• **WHAT YOU SHOULD DO**: Lay out as a numbered list everything below from the line containing "where the melted" down to the line containing "left=94, top=132, right=307, bottom=229", both included. Skip blank lines and give nothing else.

• **RECORDS SHOWN**:

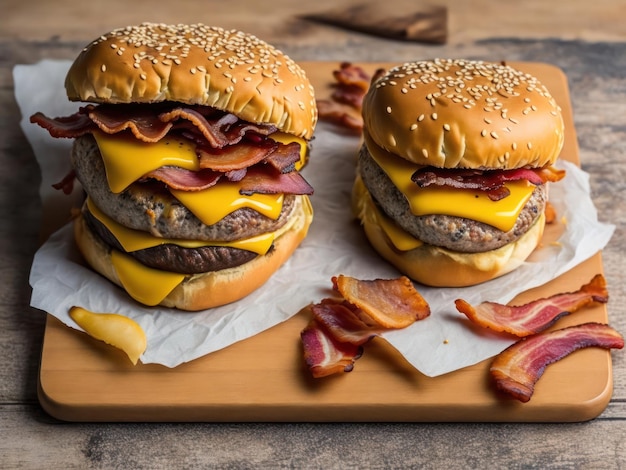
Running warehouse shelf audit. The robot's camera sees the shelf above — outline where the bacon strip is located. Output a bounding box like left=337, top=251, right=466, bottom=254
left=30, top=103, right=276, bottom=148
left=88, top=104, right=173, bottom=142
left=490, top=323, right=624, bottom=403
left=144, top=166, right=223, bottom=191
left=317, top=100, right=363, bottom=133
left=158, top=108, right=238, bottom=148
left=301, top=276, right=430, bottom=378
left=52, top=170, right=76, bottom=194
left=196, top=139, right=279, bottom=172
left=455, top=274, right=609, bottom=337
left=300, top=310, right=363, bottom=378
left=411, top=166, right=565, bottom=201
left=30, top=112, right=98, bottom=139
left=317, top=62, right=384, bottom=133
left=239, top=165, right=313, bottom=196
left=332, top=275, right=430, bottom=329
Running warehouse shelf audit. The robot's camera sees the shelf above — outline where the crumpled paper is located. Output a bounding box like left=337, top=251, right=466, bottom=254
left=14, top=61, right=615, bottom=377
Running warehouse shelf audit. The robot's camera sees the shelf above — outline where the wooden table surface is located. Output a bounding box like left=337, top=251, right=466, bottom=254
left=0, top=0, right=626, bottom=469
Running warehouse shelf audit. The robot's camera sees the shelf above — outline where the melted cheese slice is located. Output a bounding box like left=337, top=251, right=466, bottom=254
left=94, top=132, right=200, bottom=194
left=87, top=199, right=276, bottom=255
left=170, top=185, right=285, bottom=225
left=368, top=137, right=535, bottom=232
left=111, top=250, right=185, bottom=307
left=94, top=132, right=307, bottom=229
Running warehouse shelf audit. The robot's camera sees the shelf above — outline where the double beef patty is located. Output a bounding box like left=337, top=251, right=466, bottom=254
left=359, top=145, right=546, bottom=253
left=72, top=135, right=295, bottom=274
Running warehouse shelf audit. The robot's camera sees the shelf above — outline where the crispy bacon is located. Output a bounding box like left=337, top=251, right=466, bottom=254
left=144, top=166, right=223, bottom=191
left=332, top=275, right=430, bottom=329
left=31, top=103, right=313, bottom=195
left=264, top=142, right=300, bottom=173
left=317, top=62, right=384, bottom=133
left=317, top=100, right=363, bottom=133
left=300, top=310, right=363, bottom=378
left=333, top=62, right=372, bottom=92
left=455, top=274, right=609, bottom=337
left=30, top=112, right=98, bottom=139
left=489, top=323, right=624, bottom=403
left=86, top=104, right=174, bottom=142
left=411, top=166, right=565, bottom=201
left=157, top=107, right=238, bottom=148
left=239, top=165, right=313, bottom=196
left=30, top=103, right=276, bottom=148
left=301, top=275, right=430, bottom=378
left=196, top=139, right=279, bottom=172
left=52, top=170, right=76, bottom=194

...

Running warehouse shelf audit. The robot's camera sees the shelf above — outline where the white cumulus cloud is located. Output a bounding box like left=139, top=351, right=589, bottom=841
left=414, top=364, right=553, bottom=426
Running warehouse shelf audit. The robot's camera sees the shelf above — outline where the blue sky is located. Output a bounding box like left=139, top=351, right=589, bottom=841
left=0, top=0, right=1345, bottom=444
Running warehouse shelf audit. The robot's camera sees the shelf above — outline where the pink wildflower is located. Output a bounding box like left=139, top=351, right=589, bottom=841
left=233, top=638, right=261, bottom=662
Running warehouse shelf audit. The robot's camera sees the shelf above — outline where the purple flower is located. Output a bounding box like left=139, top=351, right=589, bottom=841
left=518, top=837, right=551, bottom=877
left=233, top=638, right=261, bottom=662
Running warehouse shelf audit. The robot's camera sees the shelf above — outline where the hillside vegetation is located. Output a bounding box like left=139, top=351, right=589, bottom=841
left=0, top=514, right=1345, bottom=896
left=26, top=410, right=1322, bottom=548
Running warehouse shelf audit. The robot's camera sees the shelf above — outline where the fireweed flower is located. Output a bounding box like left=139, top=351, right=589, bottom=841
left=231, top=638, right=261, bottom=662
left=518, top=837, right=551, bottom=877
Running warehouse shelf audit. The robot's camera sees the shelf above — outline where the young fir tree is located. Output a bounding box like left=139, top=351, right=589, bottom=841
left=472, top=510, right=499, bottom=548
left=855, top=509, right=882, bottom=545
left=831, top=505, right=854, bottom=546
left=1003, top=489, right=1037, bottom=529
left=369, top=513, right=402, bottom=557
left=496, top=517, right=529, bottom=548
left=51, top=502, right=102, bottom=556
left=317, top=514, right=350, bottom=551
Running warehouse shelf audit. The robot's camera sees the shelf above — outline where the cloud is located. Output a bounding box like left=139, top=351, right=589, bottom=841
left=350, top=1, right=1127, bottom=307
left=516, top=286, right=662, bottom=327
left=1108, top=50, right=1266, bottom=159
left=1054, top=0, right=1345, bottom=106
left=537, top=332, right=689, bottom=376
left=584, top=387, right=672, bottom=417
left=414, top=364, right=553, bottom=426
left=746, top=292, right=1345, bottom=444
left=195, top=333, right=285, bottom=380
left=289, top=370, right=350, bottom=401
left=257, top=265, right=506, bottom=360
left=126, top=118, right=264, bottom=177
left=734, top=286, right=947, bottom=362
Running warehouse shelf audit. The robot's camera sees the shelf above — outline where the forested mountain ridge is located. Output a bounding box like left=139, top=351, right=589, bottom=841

--

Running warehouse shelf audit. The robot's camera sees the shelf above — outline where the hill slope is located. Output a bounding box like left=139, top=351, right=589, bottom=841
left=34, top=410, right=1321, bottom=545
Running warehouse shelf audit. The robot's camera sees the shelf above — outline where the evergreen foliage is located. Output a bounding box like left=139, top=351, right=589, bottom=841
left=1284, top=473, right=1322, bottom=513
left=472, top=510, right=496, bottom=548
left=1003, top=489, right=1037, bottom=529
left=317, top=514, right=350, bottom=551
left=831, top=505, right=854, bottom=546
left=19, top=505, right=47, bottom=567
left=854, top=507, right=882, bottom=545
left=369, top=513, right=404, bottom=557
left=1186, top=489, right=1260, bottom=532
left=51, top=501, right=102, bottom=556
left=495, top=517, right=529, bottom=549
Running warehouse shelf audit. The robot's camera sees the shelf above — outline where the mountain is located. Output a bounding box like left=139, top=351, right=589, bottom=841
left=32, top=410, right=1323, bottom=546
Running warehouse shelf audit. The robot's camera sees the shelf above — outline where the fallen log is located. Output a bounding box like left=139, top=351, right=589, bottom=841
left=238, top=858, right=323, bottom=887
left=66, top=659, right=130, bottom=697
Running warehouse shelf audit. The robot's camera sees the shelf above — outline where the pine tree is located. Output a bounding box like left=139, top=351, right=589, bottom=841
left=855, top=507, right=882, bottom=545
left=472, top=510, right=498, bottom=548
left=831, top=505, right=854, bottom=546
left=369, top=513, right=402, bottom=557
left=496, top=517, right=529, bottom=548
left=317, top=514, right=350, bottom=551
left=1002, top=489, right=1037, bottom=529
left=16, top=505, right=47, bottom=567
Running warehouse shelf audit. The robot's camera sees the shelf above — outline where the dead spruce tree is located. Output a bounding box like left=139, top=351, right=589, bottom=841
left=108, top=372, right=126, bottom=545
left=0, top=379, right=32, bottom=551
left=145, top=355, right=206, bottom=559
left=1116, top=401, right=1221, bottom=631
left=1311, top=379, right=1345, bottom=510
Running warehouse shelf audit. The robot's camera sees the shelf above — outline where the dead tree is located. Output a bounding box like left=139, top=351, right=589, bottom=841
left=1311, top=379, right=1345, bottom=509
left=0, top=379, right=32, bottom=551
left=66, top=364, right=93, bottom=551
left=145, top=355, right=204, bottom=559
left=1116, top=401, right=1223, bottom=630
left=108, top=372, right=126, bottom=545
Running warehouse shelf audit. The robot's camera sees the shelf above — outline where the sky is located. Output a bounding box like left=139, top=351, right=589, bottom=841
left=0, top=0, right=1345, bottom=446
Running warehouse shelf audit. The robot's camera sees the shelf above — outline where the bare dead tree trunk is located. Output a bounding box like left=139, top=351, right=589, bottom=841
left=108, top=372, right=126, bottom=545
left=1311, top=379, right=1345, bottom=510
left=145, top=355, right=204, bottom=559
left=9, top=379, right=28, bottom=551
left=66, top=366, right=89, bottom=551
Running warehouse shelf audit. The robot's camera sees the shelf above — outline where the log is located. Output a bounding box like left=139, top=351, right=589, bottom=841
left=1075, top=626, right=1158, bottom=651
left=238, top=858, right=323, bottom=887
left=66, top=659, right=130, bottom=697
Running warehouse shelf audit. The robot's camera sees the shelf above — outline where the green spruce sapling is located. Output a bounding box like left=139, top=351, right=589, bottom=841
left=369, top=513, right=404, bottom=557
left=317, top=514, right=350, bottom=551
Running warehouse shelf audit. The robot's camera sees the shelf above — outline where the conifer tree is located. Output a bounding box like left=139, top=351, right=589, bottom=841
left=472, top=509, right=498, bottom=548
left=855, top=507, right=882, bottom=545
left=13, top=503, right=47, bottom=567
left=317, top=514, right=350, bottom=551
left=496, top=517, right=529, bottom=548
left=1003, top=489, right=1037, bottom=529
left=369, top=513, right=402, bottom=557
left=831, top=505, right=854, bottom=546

• **SOLUTION TO THE EXERCISE**:
1. Running warehouse shelf audit. The robot's camera sees the shelf above — outline where the melted cheese slice is located. Output a bounding box like left=337, top=251, right=466, bottom=254
2. left=94, top=132, right=200, bottom=194
3. left=87, top=199, right=276, bottom=255
4. left=170, top=185, right=285, bottom=225
5. left=368, top=137, right=535, bottom=232
6. left=111, top=250, right=185, bottom=307
7. left=94, top=132, right=307, bottom=229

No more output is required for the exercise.